§ Given passage

James Eric Bjornholt

No covered it, Steve. That's good.

Harsh N. Kumar - Stephens Inc., Research Division

And as a follow-up, if I can ask, guys, is most of the OpEx cuts at SMSC that were supposed to happen, are you guys done with most of that? Or is some of it still left? Just any kind of update you want to give us?

Steve Sanghi

So it's not all done. As Ganesh pointed out, the -- all the products are supposed to ship from Microchip's IT and business systems by January 1. So it's really not all completed yet. The lowest-hanging fruit early on has been done, but there's some more hard work ahead.

Operator

[Operator Instructions] We'll go next to Steven Eliscu with UBS.

Steven Eliscu - UBS Investment Bank, Research Division

The first question regarding the new added distributors for parts of your business with Arrow and Future. With the additional-- when you added Memec and focused that effort on generating additional design win growth, clearly, you learned something in terms of how that benefited your business. And given the material addition in terms of just the apps people on the street, how do you -- do you expect a material increase with this edition in terms of demand creation and future growth?

Steve Sanghi

Well, yes, we see a meaningful difference in the number of design wins and the registrations and all that created. But it's a very design win-driven business, and the incubation period for design wins is 9 months on the earliest to up to 2 years. So you could get a little bit of revenue here and there from jumper balls, but -- and some on the analog products and some on the commodity memory products. But real design win revenue is a little out in time because there's incubation periods.

Steven Eliscu - UBS Investment Bank, Research Division

Okay. So I guess just as a follow-up to that. You're saying that there will be a delayed effect, but based on what you learned from the demand creation from Memec, you do expect some material increase in demand creation from adding Arrow and Future to the respective parts of the business.

Steve Sanghi

Yes, I do. But, Eric, roughly, what portion of our business are global distributors?

James Eric Bjornholt

Steve, it's probably -- we'd have to look at a full run rate for SMSC, but it's definitely less than 20% of the overall business. It's probably closer to 15%.

Steve Sanghi

Yes. So as we have described many, many times before, we have 80-plus regional distributors, which are strong demand creators in the largest geography we have in Asia and also lots of them in Europe. Global distributors are good contributors, but all of them combined are in that range. So it's a positive thing to really add and extend the channel. It's a very positive thing for SMSC to have Microchip's largest distributor, which is Future Electronics, to be engaged in selling and creating designs for SMSC products also. So I'm not taking it away, but I'm just -- I don't know what your model will say in tempering the enthusiasm.

§ Entries supplied
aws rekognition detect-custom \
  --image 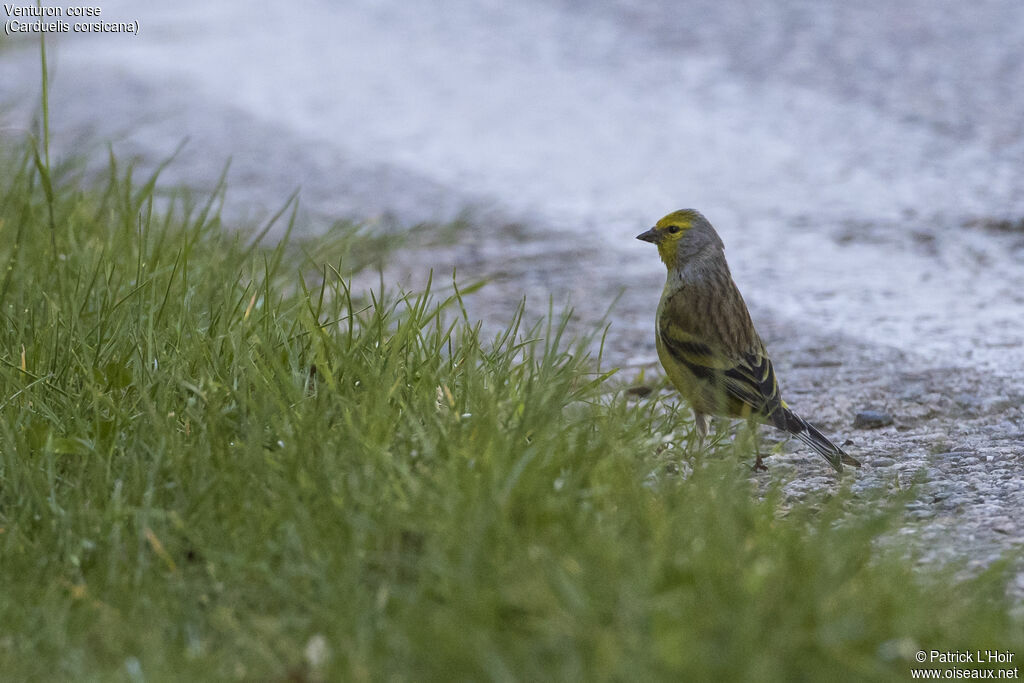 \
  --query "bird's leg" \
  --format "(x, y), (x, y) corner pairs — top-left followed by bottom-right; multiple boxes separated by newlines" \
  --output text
==
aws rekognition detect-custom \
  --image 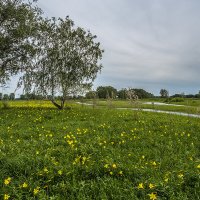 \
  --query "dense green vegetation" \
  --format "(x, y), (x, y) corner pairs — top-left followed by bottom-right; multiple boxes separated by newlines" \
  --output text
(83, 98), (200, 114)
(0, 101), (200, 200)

§ Stated exercise 1
Translate this sentence from the call transcript into Spanish: "The lowest-hanging fruit early on has been done, but there's some more hard work ahead."
§ Stated exercise 2
Based on the call transcript, mark each statement yes or no and quote the words that decide it. (a) All the products are supposed to ship from Microchip's IT and business systems by January 1. (b) The incubation period for design wins is at most 9 months. (c) Microchip has fewer than 50 regional distributors.
§ Stated exercise 3
From the call transcript, pull out the passage starting at "No covered it, Steve." and ending at "hard work ahead.".

§ Complete output 1
Lo más fácil ya se hizo al principio, pero todavía queda más trabajo duro por delante.

§ Complete output 2
(a) Yes: "all the products are supposed to ship from Microchip's IT and business systems by January 1"
(b) No: "the incubation period for design wins is 9 months on the earliest to up to 2 years"
(c) No: "we have 80-plus regional distributors"

§ Complete output 3
No covered it, Steve. That's good.

Harsh N. Kumar - Stephens Inc., Research Division

And as a follow-up, if I can ask, guys, is most of the OpEx cuts at SMSC that were supposed to happen, are you guys done with most of that? Or is some of it still left? Just any kind of update you want to give us?

Steve Sanghi

So it's not all done. As Ganesh pointed out, the -- all the products are supposed to ship from Microchip's IT and business systems by January 1. So it's really not all completed yet. The lowest-hanging fruit early on has been done, but there's some more hard work ahead.